WHAT IS NEEDED >> How many lines in the items below contain the string "ground", with case taken into account? Give only the number.

Records from a pointing dataset >>

────────────────────────────────────────

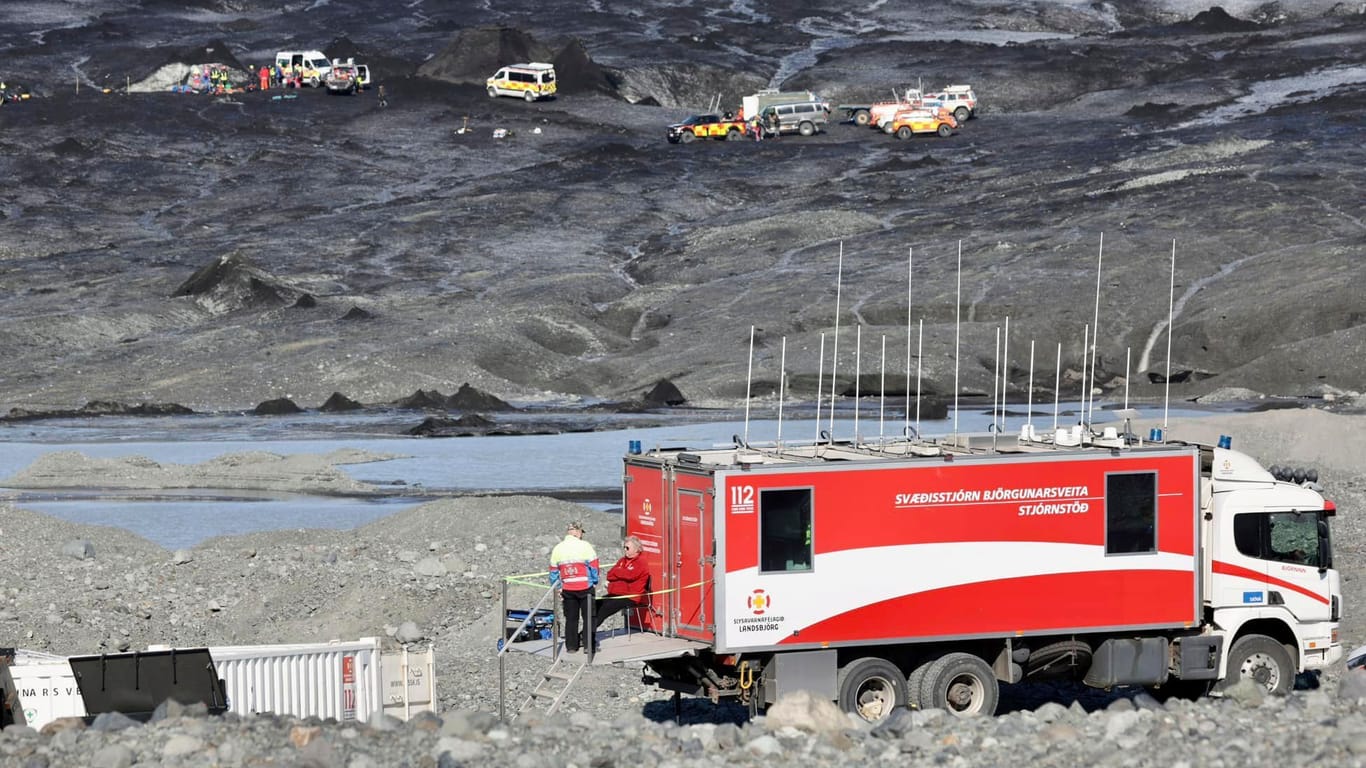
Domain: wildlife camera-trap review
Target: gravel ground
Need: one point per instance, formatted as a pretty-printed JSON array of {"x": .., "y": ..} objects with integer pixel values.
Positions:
[{"x": 440, "y": 567}]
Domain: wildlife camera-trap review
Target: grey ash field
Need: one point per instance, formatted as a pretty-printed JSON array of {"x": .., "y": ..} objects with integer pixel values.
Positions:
[
  {"x": 593, "y": 258},
  {"x": 376, "y": 250}
]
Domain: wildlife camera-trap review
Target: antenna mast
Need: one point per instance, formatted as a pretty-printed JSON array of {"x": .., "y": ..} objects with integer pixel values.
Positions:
[
  {"x": 782, "y": 390},
  {"x": 820, "y": 380},
  {"x": 749, "y": 380},
  {"x": 910, "y": 263},
  {"x": 835, "y": 343},
  {"x": 1171, "y": 304},
  {"x": 958, "y": 330},
  {"x": 881, "y": 401},
  {"x": 858, "y": 373},
  {"x": 1096, "y": 335}
]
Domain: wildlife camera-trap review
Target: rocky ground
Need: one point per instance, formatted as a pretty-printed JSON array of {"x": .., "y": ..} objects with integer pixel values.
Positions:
[{"x": 433, "y": 576}]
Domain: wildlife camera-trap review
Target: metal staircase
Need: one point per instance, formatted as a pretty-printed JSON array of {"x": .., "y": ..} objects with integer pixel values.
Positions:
[{"x": 555, "y": 683}]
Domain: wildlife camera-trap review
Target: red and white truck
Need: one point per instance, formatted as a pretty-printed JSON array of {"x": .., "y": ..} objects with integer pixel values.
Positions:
[{"x": 925, "y": 573}]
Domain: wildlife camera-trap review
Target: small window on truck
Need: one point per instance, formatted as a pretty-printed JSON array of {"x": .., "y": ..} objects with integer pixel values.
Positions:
[
  {"x": 1130, "y": 513},
  {"x": 786, "y": 530}
]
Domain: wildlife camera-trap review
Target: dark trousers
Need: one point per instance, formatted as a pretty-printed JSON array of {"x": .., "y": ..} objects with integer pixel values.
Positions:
[
  {"x": 605, "y": 607},
  {"x": 575, "y": 616}
]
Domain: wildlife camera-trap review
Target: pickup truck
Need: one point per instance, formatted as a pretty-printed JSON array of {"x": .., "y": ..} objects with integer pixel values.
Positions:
[
  {"x": 910, "y": 122},
  {"x": 880, "y": 111},
  {"x": 706, "y": 126}
]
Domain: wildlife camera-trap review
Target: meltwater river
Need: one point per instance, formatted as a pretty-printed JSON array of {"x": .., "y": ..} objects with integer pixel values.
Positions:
[{"x": 588, "y": 463}]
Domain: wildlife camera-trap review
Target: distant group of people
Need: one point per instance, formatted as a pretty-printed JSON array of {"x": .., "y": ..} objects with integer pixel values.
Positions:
[
  {"x": 767, "y": 123},
  {"x": 574, "y": 570},
  {"x": 212, "y": 78}
]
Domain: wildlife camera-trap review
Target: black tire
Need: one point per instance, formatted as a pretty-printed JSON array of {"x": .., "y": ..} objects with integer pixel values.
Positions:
[
  {"x": 962, "y": 683},
  {"x": 913, "y": 683},
  {"x": 1262, "y": 660},
  {"x": 872, "y": 688}
]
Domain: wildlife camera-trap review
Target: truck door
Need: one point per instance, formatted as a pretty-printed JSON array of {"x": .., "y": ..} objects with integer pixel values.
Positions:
[{"x": 691, "y": 569}]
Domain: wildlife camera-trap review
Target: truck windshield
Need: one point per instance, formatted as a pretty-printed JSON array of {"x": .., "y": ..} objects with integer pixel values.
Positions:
[{"x": 1284, "y": 537}]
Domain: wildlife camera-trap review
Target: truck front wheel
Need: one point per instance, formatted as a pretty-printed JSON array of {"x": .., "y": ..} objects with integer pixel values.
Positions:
[
  {"x": 962, "y": 683},
  {"x": 872, "y": 688},
  {"x": 1262, "y": 660}
]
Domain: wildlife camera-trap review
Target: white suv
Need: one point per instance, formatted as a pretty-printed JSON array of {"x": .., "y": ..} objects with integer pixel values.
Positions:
[{"x": 956, "y": 99}]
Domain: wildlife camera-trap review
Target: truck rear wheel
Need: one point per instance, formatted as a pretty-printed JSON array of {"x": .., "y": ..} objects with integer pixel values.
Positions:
[
  {"x": 1262, "y": 660},
  {"x": 872, "y": 688},
  {"x": 962, "y": 683}
]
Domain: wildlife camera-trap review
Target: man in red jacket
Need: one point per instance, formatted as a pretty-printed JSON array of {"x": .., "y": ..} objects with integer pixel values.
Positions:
[{"x": 626, "y": 584}]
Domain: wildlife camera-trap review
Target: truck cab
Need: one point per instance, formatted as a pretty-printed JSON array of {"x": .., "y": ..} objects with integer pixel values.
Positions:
[
  {"x": 313, "y": 66},
  {"x": 1269, "y": 571}
]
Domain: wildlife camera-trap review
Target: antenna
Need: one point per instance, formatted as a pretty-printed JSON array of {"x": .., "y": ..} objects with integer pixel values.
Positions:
[
  {"x": 881, "y": 402},
  {"x": 920, "y": 355},
  {"x": 835, "y": 342},
  {"x": 1029, "y": 409},
  {"x": 910, "y": 263},
  {"x": 820, "y": 379},
  {"x": 1127, "y": 350},
  {"x": 1171, "y": 304},
  {"x": 1086, "y": 340},
  {"x": 1057, "y": 383},
  {"x": 1006, "y": 366},
  {"x": 749, "y": 380},
  {"x": 958, "y": 327},
  {"x": 782, "y": 390},
  {"x": 996, "y": 386},
  {"x": 858, "y": 373},
  {"x": 1096, "y": 334}
]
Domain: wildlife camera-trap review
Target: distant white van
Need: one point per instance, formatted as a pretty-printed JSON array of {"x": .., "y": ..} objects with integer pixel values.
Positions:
[
  {"x": 314, "y": 64},
  {"x": 523, "y": 81}
]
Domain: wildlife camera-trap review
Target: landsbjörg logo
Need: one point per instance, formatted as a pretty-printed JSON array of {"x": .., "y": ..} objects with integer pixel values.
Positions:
[{"x": 760, "y": 601}]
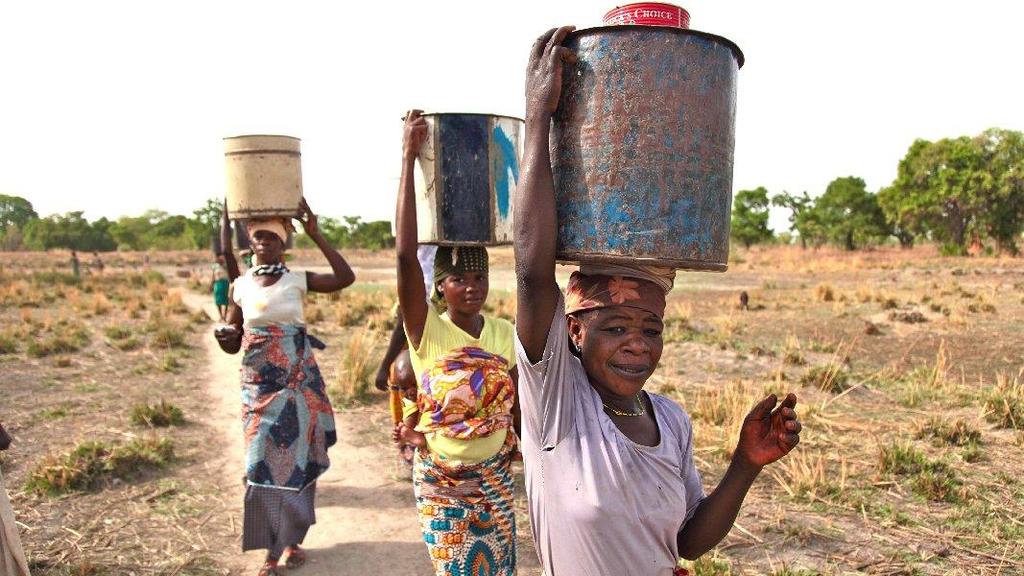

────────────────────────────────────────

OUTPUT OF THE EXERCISE >> 2